# EXERCISE INSTRUCTIONS
Pictures aside, repeat the listing below exactly.

# SOURCE RECORDS
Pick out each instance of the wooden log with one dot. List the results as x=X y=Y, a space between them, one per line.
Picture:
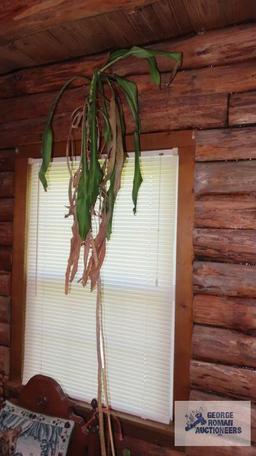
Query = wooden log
x=217 y=378
x=38 y=105
x=6 y=185
x=226 y=312
x=5 y=359
x=224 y=279
x=4 y=334
x=226 y=211
x=208 y=110
x=4 y=310
x=237 y=246
x=37 y=16
x=5 y=283
x=216 y=178
x=5 y=233
x=7 y=161
x=197 y=395
x=5 y=259
x=158 y=113
x=223 y=346
x=226 y=144
x=6 y=209
x=218 y=47
x=242 y=109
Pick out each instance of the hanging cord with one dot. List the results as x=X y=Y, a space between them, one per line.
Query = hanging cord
x=102 y=373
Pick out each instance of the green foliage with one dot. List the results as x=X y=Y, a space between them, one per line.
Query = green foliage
x=102 y=124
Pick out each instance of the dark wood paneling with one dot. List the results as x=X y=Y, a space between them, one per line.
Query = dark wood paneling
x=231 y=381
x=236 y=177
x=5 y=233
x=238 y=246
x=221 y=451
x=242 y=109
x=5 y=259
x=6 y=184
x=224 y=279
x=226 y=211
x=184 y=273
x=226 y=144
x=4 y=310
x=18 y=285
x=223 y=346
x=4 y=284
x=5 y=359
x=6 y=209
x=4 y=334
x=226 y=312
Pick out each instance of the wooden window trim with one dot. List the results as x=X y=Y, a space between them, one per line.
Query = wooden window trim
x=184 y=140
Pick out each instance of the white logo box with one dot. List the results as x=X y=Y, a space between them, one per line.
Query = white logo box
x=213 y=423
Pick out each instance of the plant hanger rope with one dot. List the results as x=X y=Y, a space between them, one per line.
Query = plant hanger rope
x=94 y=184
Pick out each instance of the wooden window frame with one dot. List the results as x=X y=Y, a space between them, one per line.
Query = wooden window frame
x=184 y=141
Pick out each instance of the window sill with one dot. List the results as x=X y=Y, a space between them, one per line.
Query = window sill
x=132 y=426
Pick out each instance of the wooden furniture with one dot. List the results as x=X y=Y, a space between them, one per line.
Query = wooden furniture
x=44 y=395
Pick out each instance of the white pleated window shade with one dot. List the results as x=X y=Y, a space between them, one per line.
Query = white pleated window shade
x=138 y=292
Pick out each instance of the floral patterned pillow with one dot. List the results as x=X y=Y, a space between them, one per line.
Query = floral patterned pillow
x=33 y=434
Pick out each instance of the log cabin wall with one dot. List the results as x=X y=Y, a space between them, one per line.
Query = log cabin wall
x=215 y=94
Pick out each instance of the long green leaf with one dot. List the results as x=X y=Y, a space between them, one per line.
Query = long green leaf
x=95 y=172
x=47 y=139
x=83 y=212
x=47 y=142
x=129 y=89
x=154 y=72
x=142 y=53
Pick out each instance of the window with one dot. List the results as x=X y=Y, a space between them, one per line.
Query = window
x=138 y=292
x=146 y=429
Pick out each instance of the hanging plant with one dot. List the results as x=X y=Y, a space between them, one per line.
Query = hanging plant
x=95 y=183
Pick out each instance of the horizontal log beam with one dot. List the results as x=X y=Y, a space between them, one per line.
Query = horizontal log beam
x=216 y=178
x=225 y=245
x=158 y=112
x=230 y=381
x=5 y=259
x=4 y=310
x=5 y=284
x=5 y=233
x=226 y=211
x=223 y=346
x=226 y=144
x=234 y=313
x=34 y=16
x=218 y=47
x=6 y=209
x=242 y=109
x=6 y=184
x=224 y=279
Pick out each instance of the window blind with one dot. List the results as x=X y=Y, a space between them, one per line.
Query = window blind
x=138 y=279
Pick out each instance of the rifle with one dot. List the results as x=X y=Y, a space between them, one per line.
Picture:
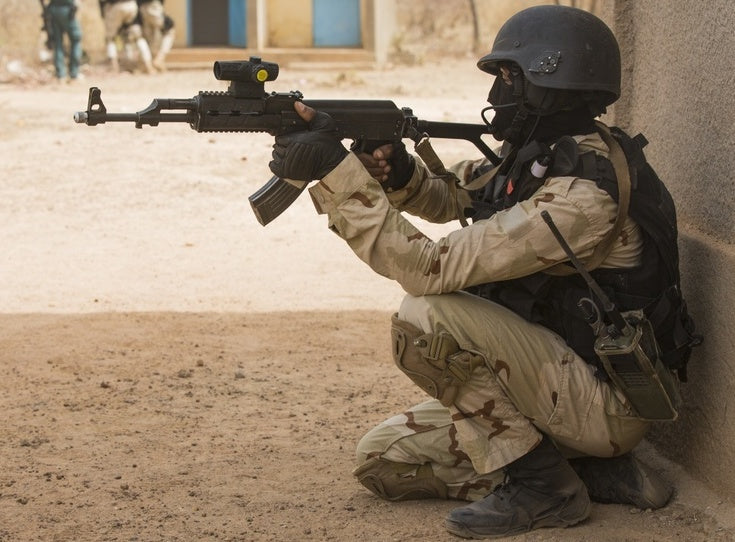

# RESULT OF THE EXERCISE
Pick out each instance of the wooden log with one dot. List the results as x=X y=Y, a space between them, one per line.
Picture:
Query = wooden log
x=217 y=378
x=38 y=105
x=6 y=185
x=226 y=312
x=5 y=359
x=224 y=279
x=4 y=334
x=226 y=211
x=208 y=110
x=4 y=310
x=237 y=246
x=37 y=16
x=5 y=283
x=216 y=178
x=5 y=233
x=7 y=161
x=197 y=395
x=5 y=259
x=158 y=113
x=223 y=346
x=226 y=144
x=6 y=209
x=218 y=47
x=242 y=109
Pick out each instance of the hanging cord with one dot. List the results as x=X y=Y, a space between them, one per line.
Query = hanging cord
x=102 y=373
Pick out each instance of the green foliage with one dot. List the results as x=X y=Y, a space between them, one per line.
Query = green foliage
x=102 y=124
Pick out each instance of the dark wood paneling with one dot. List the results as x=X y=Y, a space between them, one per line.
Query = dark wood paneling
x=231 y=381
x=236 y=177
x=5 y=233
x=238 y=246
x=221 y=451
x=242 y=109
x=5 y=259
x=6 y=184
x=224 y=279
x=226 y=211
x=184 y=273
x=226 y=144
x=4 y=310
x=18 y=285
x=223 y=346
x=4 y=284
x=5 y=359
x=6 y=209
x=4 y=334
x=226 y=312
Pick out each instance of the wooden window trim with one dot. List the results as x=X y=Y, a space between them, one per line.
Query = wooden window trim
x=184 y=140
Pick out each instance of the white logo box with one dot. List the results as x=X y=Y, a space between them, one per line.
Query = white logo box
x=213 y=423
Pick out each instance of the plant hanger rope with one dot. List the results as x=X y=Y, a space between them, one per line.
Query = plant hanger rope
x=94 y=184
Pick out each instance of the wooden window frame with one dot. List the results as x=X y=Y, a space between them, one per line.
Query = wooden window frame
x=184 y=141
Pick out each instance of the window sill with one dot. List the results as x=X y=Y, a space between them, one per line.
Query = window sill
x=132 y=426
Pick out each instance of the wooden furniture with one dot. List the results as x=X y=Y, a space between them, one per line.
Query = wooden furniture
x=44 y=395
Pick out each instance of the white pleated window shade with one dot. List the results as x=X y=Y, a space between them, one per line.
Query = white pleated window shade
x=138 y=292
Pick out each instance of the floral patterned pillow with one dot. List the results as x=X y=Y, a space between them, one per line.
Query = floral patterned pillow
x=33 y=434
Pick out each instance of the log cabin wall with one dot. List the results as x=X y=Y, a space between them, one per line.
Query = log cabin wall
x=215 y=94
Pick out each instance of the long green leaf with one dot. List the results as x=X y=Y, a space between them, one per line.
Query = long green leaf
x=95 y=172
x=47 y=139
x=83 y=212
x=47 y=142
x=129 y=89
x=154 y=72
x=142 y=53
Pick out each instance of the window with one dot. List the results as x=X y=Y, a space between them, one per line.
Query = window
x=138 y=292
x=146 y=429
Pick out each instance of the hanging plant with one dot. List the results as x=X y=Y, a space between them, one per line.
Query = hanging plant
x=95 y=183
Pick out each instance of the horizontal log beam with one dot. List the results as x=X y=Y, a space between them, one per line.
Query = horizontal log beam
x=216 y=178
x=225 y=245
x=158 y=112
x=230 y=381
x=5 y=259
x=4 y=310
x=5 y=284
x=5 y=233
x=226 y=211
x=223 y=346
x=226 y=144
x=234 y=313
x=34 y=16
x=218 y=47
x=6 y=209
x=242 y=109
x=6 y=184
x=224 y=279
Pick out each instance of the window blind with one dot. List the results as x=X y=Y, a space between them, one per line.
Query = window blind
x=138 y=279
Pick out each instance of the rifle with one dot. List the results as x=X y=Y, a space between them, one per line.
Picture:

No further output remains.